Content starts

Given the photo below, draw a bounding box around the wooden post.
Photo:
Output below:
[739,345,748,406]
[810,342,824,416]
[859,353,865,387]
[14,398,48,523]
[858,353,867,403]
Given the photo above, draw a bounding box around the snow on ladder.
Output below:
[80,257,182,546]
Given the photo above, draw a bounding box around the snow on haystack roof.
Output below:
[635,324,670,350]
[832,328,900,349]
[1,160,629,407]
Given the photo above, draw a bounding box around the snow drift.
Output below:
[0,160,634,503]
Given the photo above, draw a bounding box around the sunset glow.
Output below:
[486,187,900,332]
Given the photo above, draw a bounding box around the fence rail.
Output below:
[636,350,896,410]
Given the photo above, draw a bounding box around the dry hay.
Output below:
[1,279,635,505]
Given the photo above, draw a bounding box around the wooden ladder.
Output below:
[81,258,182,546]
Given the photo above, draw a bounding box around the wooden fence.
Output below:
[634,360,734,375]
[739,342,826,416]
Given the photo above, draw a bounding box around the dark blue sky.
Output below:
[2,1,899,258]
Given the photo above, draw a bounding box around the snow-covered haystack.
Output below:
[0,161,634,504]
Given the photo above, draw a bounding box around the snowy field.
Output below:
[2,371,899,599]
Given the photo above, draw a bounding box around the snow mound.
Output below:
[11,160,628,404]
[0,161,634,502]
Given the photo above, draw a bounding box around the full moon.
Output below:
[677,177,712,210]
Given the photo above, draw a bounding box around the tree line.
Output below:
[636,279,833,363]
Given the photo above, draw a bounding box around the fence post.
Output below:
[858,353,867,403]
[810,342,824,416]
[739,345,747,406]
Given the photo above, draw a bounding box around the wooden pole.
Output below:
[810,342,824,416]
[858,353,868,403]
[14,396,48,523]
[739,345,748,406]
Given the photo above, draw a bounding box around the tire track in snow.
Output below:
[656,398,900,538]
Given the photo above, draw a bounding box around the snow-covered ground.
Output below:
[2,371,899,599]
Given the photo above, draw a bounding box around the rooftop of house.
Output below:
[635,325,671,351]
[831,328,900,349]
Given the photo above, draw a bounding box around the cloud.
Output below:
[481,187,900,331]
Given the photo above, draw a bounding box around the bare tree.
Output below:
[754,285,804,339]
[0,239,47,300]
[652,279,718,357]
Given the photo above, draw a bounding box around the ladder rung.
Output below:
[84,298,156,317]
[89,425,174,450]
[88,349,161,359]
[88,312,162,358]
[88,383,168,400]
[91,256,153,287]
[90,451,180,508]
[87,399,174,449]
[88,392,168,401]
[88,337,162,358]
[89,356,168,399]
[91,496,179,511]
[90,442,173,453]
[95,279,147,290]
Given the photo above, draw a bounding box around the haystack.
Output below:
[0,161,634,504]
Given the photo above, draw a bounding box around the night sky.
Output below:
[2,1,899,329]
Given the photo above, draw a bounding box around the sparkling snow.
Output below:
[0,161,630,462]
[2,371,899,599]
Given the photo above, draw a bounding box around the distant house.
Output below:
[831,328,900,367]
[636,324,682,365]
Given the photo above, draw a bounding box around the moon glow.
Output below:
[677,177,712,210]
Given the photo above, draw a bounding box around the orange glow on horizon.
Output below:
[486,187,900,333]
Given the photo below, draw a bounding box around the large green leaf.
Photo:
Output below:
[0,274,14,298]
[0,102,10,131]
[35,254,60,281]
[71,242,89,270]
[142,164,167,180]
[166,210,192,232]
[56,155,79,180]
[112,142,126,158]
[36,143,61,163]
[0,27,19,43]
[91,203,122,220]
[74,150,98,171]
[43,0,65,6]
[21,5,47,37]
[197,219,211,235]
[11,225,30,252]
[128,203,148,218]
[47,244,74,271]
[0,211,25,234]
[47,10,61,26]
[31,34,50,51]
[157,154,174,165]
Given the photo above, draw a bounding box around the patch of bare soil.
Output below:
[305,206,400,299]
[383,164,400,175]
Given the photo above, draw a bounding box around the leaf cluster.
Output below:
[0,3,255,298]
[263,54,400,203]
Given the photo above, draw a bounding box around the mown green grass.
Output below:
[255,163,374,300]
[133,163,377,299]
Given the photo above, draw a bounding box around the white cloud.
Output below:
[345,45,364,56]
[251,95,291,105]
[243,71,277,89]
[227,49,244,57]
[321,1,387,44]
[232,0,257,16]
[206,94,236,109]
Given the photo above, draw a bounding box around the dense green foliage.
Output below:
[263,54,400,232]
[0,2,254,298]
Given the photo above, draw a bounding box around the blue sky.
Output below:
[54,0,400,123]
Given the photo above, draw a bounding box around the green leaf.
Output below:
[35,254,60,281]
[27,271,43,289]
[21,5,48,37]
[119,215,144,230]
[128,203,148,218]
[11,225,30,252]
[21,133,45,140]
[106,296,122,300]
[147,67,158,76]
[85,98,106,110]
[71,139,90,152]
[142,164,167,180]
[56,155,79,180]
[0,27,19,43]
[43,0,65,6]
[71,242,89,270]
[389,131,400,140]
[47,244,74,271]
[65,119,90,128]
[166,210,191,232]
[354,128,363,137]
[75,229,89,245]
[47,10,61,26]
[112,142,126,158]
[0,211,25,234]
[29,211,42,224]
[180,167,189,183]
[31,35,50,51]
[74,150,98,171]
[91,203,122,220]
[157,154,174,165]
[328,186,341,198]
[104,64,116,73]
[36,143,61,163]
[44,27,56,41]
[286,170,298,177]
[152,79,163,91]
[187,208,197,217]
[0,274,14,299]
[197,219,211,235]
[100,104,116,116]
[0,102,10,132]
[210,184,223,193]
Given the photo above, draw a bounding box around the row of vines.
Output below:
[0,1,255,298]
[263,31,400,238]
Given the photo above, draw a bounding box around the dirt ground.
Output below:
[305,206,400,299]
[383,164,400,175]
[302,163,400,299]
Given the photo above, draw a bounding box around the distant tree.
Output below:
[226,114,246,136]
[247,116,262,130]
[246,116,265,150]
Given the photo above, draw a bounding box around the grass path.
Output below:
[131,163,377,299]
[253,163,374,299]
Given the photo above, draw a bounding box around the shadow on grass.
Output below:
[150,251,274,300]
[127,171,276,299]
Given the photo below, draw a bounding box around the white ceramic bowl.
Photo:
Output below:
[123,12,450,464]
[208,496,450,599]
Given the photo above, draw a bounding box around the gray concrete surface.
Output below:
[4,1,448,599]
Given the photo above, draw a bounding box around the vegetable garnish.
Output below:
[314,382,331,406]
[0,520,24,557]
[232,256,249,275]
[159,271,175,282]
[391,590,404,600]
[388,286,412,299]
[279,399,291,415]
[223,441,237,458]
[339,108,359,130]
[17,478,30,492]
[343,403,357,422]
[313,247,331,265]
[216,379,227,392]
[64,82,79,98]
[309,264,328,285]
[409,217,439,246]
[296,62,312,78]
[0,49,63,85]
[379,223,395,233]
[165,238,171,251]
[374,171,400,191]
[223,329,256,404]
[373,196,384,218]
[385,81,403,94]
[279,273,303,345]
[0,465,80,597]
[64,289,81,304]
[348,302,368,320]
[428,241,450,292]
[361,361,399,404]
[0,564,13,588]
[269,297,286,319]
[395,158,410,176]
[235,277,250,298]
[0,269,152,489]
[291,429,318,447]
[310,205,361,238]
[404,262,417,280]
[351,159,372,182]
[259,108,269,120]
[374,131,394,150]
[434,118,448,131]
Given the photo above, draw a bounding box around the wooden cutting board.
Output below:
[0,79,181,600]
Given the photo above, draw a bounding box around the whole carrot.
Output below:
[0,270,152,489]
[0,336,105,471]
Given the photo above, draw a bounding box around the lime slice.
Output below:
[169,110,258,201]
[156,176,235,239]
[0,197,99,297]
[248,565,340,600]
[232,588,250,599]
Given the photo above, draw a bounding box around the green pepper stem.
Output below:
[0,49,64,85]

Content ends

» **EXERCISE DETAILS**: The records must each be output verbatim, with nothing left out.

» **RESULT OF THIS TASK**:
Given the photo below, draw a bounding box around the wooden post.
Photo:
Output below:
[739,345,748,406]
[810,342,824,416]
[859,353,865,387]
[14,398,48,523]
[858,353,867,403]
Given the photo above, draw a bounding box around the snow on ladder.
Output below:
[80,257,182,546]
Given the photo above, draw a bounding box around the snow on haystack roof.
Output below:
[635,324,670,350]
[832,328,900,349]
[1,160,629,407]
Given the photo above, draw a bounding box around the snow drift.
Output below:
[0,160,634,503]
Given the photo above, draw a bounding box around the sunset glow.
Output below:
[486,187,900,332]
Given the photo above, draw a bounding box around the fence rail.
Output below:
[636,350,896,410]
Given the photo above, draw a bounding box around the dry hay.
Output below:
[1,279,635,505]
Given the photo above, draw a bounding box around the wooden ladder.
Output below:
[81,258,182,546]
Given the photo above, draw a bounding box around the wooden fence.
Output below:
[634,360,734,375]
[739,342,826,416]
Given the photo above, draw a bounding box around the dark blue sky.
Output below:
[2,1,899,258]
Given the photo above, draw a bounding box around the snow-covered haystack.
Output below:
[0,161,634,504]
Given the photo above, draw a bounding box around the snowy field.
Output below:
[2,371,899,599]
Given the photo above, draw a bounding box around the snow mound.
Output below:
[11,160,628,404]
[0,161,634,502]
Given the photo above, draw a bounding box around the full moon.
Output below:
[677,177,712,210]
Given the photo above, draw a bounding box around the tree line.
Output below:
[636,279,833,363]
Given the photo above, draw a bounding box around the fence post.
Output below:
[858,353,867,403]
[810,342,824,416]
[739,345,747,406]
Given the photo above, draw a bounding box around the wooden pole.
Output below:
[810,342,824,416]
[858,353,868,403]
[14,396,48,523]
[739,345,748,406]
Given the photo above, draw a bounding box around the tire track in snow.
Output below:
[656,398,900,538]
Given the photo above, draw a bounding box around the snow-covered ground.
Output below:
[2,371,899,599]
Given the photo above, draw a bounding box around the rooftop of house.
Output below:
[635,325,671,351]
[831,328,900,349]
Given the photo above, draw a bounding box around the cloud.
Output below:
[481,187,900,331]
Given the photo above, draw a bounding box around the bare tree.
Output below:
[754,285,804,339]
[0,239,47,300]
[652,279,718,357]
Given the photo above, draw a bounding box around the ladder rung.
Output below:
[84,298,156,317]
[89,425,174,450]
[88,349,161,359]
[88,312,162,358]
[88,383,168,400]
[91,256,153,287]
[90,451,180,508]
[87,399,174,449]
[88,392,168,401]
[88,337,162,358]
[89,356,168,399]
[91,496,179,511]
[90,442,173,453]
[95,279,147,290]
Given the photo above, draw a bounding box around the haystack.
Output below:
[0,161,634,504]
Given the photo above, draw a bounding box around the night sky.
Output below:
[2,1,899,329]
Given the photo above, draw a bounding box around the sparkling snow.
Output below:
[0,161,630,462]
[2,371,899,599]
Given the photo above, draw a bounding box around the distant house.
Output below:
[831,328,900,367]
[636,324,682,365]
Given the photo above, draw a bounding box around the moon glow.
Output below:
[677,177,712,210]
Given the photo above, draw a bounding box around the orange glow on horizon.
Output below:
[486,187,900,333]
Given the photo below, draw a bounding box around the large green leaf.
Photo:
Output below:
[0,274,14,298]
[0,102,10,131]
[35,254,60,281]
[71,242,89,270]
[142,164,167,180]
[166,210,192,232]
[56,155,79,180]
[112,142,126,158]
[36,143,61,163]
[0,27,19,43]
[91,203,122,220]
[74,150,98,171]
[43,0,65,6]
[21,5,47,37]
[197,219,211,235]
[11,225,30,252]
[128,203,148,218]
[47,244,74,271]
[0,211,25,234]
[47,10,61,26]
[31,34,50,51]
[157,154,174,165]
Given the photo above, draw a bounding box around the patch of bare soil.
Output below:
[305,206,400,299]
[383,164,400,175]
Given the photo above, draw a bounding box around the leaf cluster.
Output below:
[0,3,255,298]
[263,54,400,203]
Given the photo above, draw a bounding box around the mown green grass.
Output below:
[255,163,374,300]
[133,163,377,299]
Given the photo above, draw a bounding box around the white cloud.
Output below:
[345,45,364,56]
[251,95,291,105]
[243,71,277,89]
[227,49,244,57]
[321,1,387,44]
[232,0,257,16]
[206,94,236,109]
Given the photo above, draw a bounding box around the dense green foliage.
Output below:
[263,54,400,232]
[0,2,254,298]
Given the photo above, draw a bounding box around the blue sky.
Output below:
[54,0,400,123]
Given the photo above, draw a bounding box around the green leaf.
Output below:
[35,254,60,281]
[27,271,43,289]
[21,5,48,37]
[119,215,144,230]
[128,203,148,218]
[11,225,30,252]
[21,133,45,140]
[106,296,122,300]
[147,67,158,76]
[85,98,106,110]
[71,139,90,152]
[142,164,167,180]
[56,155,79,180]
[0,27,19,43]
[43,0,65,6]
[71,242,89,270]
[389,131,400,140]
[47,244,74,271]
[65,119,90,128]
[166,210,191,232]
[354,128,363,137]
[75,229,89,245]
[47,10,61,26]
[112,142,126,158]
[0,211,25,234]
[29,211,42,224]
[180,167,189,183]
[31,35,50,51]
[74,150,98,171]
[91,203,122,220]
[157,154,174,165]
[328,186,341,198]
[104,64,116,73]
[36,143,61,163]
[44,27,56,41]
[286,170,298,177]
[152,79,163,91]
[187,208,197,217]
[0,274,14,299]
[197,219,211,235]
[100,104,116,116]
[0,102,10,132]
[210,184,223,193]
Given the photo above, draw a bounding box around the row of vines.
Output below:
[0,1,255,298]
[263,31,400,238]
Given the photo above, draw a bounding box around the dirt ground.
Output below:
[305,206,400,299]
[383,164,400,175]
[302,163,400,299]
Given the photo above, draw a bounding box around the distant tree.
Output below:
[226,114,246,136]
[247,116,262,130]
[246,116,265,150]
Given the photo above, draw a bounding box around the grass path.
Output below:
[131,163,377,299]
[253,163,374,299]
Given the photo above, draw a bounding box around the shadow on grass.
Output below:
[150,251,274,300]
[127,171,276,299]
Given the photo below, draw a bounding box around the white ceramic bowl.
Photo:
Output below:
[123,12,450,464]
[208,496,450,599]
Given the photo above, draw a bounding box around the gray concrete surface.
Output below:
[4,1,448,599]
Given the photo above, draw a bounding box around the vegetable garnish.
Output below:
[314,382,331,406]
[0,520,24,557]
[232,256,249,275]
[159,271,175,282]
[391,590,404,600]
[388,286,412,299]
[279,399,291,415]
[223,441,237,458]
[339,108,359,130]
[17,478,30,492]
[343,403,357,422]
[313,247,331,265]
[216,379,227,392]
[64,82,79,98]
[309,264,328,285]
[409,217,439,246]
[296,62,312,78]
[0,49,63,85]
[379,223,395,233]
[165,238,171,251]
[374,171,400,191]
[223,329,256,404]
[373,196,384,218]
[385,81,403,94]
[279,273,303,345]
[0,465,80,597]
[64,289,81,304]
[348,302,368,320]
[428,241,450,292]
[361,361,399,404]
[0,564,13,588]
[269,297,286,319]
[395,158,410,176]
[235,277,250,298]
[0,269,152,489]
[291,429,318,447]
[310,205,361,238]
[404,262,417,280]
[351,159,372,182]
[259,108,269,120]
[374,131,394,150]
[434,118,448,131]
Given the photo above, draw a bounding box around the wooden cutting board.
Output below:
[0,79,181,600]
Given the photo above, draw a bounding box around the whole carrot.
Output below:
[0,270,152,489]
[0,336,105,471]
Given the photo above, draw a bounding box around the lime slice.
Output below:
[169,110,258,201]
[156,176,235,239]
[0,197,99,297]
[248,565,340,600]
[232,588,250,599]
Given the photo above, draw a bounding box around the green pepper stem.
Output below:
[0,49,64,85]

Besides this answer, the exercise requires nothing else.